> **DIRECTION A**: Swap "pixel coordinates" for "pixel positions" in the pointing-dataset rows, from the first row through the line holding "(1150, 784)", inclusive. Return only those rows and leave everything else unchanged.
━━ DOCUMENT ━━
Class BlockIndexer


  • public class BlockIndexer
    extends Indexer
    An indexer that saves block information for the indexed terms. Block information is usually recorded in terms of relative term positions (position 1, positions 2, etc), however, since 2.2, Terrier supports the presence of "marker terms" during indexing which are used to increment the block counter.

    Properties:

    • blocks.size - How many terms should be in one block. If you want to use phrasal search, this need to be 1 (default).
    • blocks.max - Maximum number of blocks in a document. After this number of blocks, all subsequent terms will be in the same block. Default 100,000
    • block.indexing - This class should only be used if the block.indexing property is set.
    • indexing.max.encoded.documentindex.docs - how many docs before the DocumentIndexEncoded is dropped in favour of the DocumentIndex (on disk implementation).
    • See Also: Properties in org.terrier.indexing.Indexer and org.terrier.indexing.BasicIndexer

    Markered Blocks
    Markers are terms (artificially inserted or otherwise into the term stream that are used to denote when the block counter should be incremented. This functionality is enabled using the block.delimiters.enabled property, while the terms are specified using a comma delimited fashion with the block.delimiters property. The following lists the properties:

    • block.delimiters.enabled - enabled markered blocks. Defaults to false, set to true to enable.
    • block.delimiters - comma delimited list of terms that are markers. Defaults to empty. Terms are lowercased is lowercase is set to true (default).
    • block.delimiters.index.terms - set to true if markers terms should actually be indexed. Defaults to false.
    • block.delimiters.index.doclength - set to true if markers terms should contribute to document length. Defaults to false, only has effect if block.delimiters.index.terms is set.
    Author:
    Craig Macdonald, Vassilis Plachouras, Rodrygo Santos
    • Field Detail

      • numOfTokensInDocument

        protected int numOfTokensInDocument
        The number of tokens in the current document so far.
      • numOfTokensInBlock

        protected int numOfTokensInBlock
        The number of tokens in the current block of the current document.
      • blockId

        protected int blockId
        The block number of the current document.
      • termFields

        protected java.util.Set<java.lang.String> termFields
        The fields that are set for the current term.
      • termsInDocument

        protected DocumentPostingList termsInDocument
        The list of terms in this document, and for each, the block occurrences.
      • termCodes

        protected TermCodes termCodes
        Mapping of terms 2 termids
      • BLOCK_SIZE

        protected int BLOCK_SIZE
        The maximum number of terms allowed in a block. See Property blocks.size
      • MAX_BLOCKS

        protected int MAX_BLOCKS
        The maximum number allowed number of blocks in a document. After this value, all the remaining terms are in the final block. See Property blocks.max.
━━━
━━ DATASET EXCERPTS ━━
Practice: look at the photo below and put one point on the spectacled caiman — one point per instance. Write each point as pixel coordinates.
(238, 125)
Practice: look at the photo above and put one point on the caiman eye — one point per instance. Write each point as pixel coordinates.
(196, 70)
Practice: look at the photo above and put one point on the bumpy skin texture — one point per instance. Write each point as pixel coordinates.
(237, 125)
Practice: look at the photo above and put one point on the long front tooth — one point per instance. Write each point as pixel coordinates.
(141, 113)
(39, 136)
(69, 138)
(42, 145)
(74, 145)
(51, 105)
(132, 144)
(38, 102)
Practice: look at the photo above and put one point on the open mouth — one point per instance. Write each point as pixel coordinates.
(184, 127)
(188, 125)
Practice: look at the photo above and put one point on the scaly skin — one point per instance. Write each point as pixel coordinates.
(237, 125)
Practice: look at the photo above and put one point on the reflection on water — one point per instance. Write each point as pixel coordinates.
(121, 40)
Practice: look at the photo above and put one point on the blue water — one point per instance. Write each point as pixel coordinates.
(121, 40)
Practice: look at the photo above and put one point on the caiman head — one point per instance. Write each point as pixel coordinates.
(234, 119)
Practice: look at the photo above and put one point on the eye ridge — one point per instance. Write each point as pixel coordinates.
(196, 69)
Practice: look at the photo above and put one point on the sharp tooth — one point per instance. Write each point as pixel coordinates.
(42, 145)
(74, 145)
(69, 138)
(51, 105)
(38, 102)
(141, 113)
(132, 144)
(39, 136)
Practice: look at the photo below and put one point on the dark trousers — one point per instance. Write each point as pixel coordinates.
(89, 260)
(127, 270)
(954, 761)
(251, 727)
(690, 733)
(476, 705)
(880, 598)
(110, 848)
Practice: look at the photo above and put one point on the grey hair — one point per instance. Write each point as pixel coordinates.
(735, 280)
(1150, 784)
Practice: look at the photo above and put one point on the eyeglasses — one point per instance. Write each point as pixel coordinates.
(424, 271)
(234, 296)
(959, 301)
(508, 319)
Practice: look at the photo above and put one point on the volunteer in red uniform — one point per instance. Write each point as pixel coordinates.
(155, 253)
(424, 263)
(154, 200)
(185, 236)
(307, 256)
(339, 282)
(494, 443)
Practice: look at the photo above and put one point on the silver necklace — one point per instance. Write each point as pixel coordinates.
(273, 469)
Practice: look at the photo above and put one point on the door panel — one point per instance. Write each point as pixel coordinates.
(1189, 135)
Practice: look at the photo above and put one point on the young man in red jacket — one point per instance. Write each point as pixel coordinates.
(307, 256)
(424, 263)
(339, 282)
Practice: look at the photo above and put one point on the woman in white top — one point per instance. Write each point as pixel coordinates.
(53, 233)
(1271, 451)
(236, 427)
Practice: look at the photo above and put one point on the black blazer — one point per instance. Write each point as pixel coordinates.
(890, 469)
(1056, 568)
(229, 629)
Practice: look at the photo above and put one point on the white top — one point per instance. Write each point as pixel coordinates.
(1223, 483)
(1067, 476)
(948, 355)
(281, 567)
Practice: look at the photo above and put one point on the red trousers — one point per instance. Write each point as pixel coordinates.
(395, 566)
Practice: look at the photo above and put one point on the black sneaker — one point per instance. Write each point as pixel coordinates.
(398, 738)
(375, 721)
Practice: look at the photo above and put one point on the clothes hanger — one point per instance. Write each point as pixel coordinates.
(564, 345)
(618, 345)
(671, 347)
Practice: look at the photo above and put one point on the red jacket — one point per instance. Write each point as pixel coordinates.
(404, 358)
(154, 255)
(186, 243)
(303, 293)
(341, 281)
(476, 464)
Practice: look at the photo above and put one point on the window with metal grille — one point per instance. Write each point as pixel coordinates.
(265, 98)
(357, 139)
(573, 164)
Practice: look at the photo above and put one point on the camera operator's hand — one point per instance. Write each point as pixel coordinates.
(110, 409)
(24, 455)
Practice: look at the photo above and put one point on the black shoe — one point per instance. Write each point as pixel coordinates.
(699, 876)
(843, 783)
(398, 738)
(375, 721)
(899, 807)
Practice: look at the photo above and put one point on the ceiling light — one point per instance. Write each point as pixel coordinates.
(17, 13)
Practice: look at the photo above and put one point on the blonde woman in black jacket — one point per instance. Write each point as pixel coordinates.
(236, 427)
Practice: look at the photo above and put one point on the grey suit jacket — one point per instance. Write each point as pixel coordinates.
━━━
> **DIRECTION B**: Carry on the BlockIndexer class documentation from where it stops.

> **WRITTEN REPLY A**:
Practice: look at the photo below and put one point on the spectacled caiman — one point per instance. Write each point as pixel positions.
(238, 125)
Practice: look at the photo above and put one point on the caiman eye — one point per instance. Write each point as pixel positions.
(196, 70)
Practice: look at the photo above and put one point on the bumpy skin texture — one point per instance. Write each point as pixel positions.
(237, 125)
Practice: look at the photo above and put one point on the long front tooth — one point per instance. Write each point as pixel positions.
(141, 113)
(39, 136)
(69, 138)
(42, 145)
(74, 145)
(51, 105)
(132, 144)
(38, 102)
Practice: look at the photo above and put one point on the open mouth — one point per instance. Write each point as pixel positions.
(184, 127)
(188, 125)
Practice: look at the photo above and put one point on the scaly skin — one point per instance. Write each point as pixel positions.
(237, 125)
Practice: look at the photo above and put one point on the reflection on water — one point per instance. Write each point as pixel positions.
(121, 40)
Practice: look at the photo above and put one point on the blue water — one point per instance. Write each point as pixel positions.
(121, 40)
Practice: look at the photo above and put one point on the caiman head — one point per instance. Write each point as pixel positions.
(234, 119)
Practice: look at the photo above and put one point on the eye ridge — one point per instance. Write each point as pixel positions.
(196, 69)
Practice: look at the photo above and put one point on the sharp tooth — one point per instance. Write each point as pixel positions.
(42, 145)
(74, 145)
(69, 138)
(51, 105)
(38, 102)
(141, 113)
(132, 144)
(39, 136)
Practice: look at the photo below and put one point on the dark trousers — one point per instance. Write each point as pixel positions.
(89, 260)
(127, 270)
(954, 761)
(251, 727)
(690, 733)
(476, 705)
(880, 598)
(110, 848)
Practice: look at the photo above and put one point on the grey hair — one point per instance. Write each point as pixel positions.
(735, 280)
(1150, 784)

> **WRITTEN REPLY B**:
    • Constructor Detail

      • BlockIndexer

        public BlockIndexer​(java.lang.String pathname,
                            java.lang.String prefix)
        Constructs an instance of this class, where the created data structures are stored in the given path, with the given prefix on the filenames.
        Parameters:
        pathname - String the path in which the created data structures will be saved. This is assumed to be absolute.
        prefix - String the prefix on the filenames of the created data structures, usually "data"
    • Method Detail

      • getEndOfPipeline

        protected TermPipeline getEndOfPipeline()
        Returns the object that is to be the end of the TermPipeline. This method is used at construction time of the parent object.
        Specified by:
        getEndOfPipeline in class Indexer
        Returns:
        TermPipeline the last component of the term pipeline.
      • indexDocument

        protected void indexDocument​(java.util.Map<java.lang.String,​java.lang.String> docProperties,
                                     DocumentPostingList _termsInDocument)
                              throws java.lang.Exception
        This adds a document to the direct and document indexes, as well as it's terms to the lexicon. Handled internally by the methods indexFieldDocument and indexNoFieldDocument.
        Parameters:
        docProperties - Map<String,String> properties of the document
        _termsInDocument - DocumentPostingList the terms in the document.
        Throws:
        java.lang.Exception
      • createInvertedIndex

        public void createInvertedIndex()
        Creates the inverted index from the already created direct index, document index and lexicon. It saves block information and possibly field information as well.
        Specified by:
        createInvertedIndex in class Indexer
        See Also:
        Indexer.createInvertedIndex()
      • finishedInvertedIndexBuild

        protected void finishedInvertedIndexBuild()
        Hook method, called when the inverted index is finished - ie the lexicon is finished
        Overrides:
        finishedInvertedIndexBuild in class Indexer
      • createDocumentPostings

        protected void createDocumentPostings()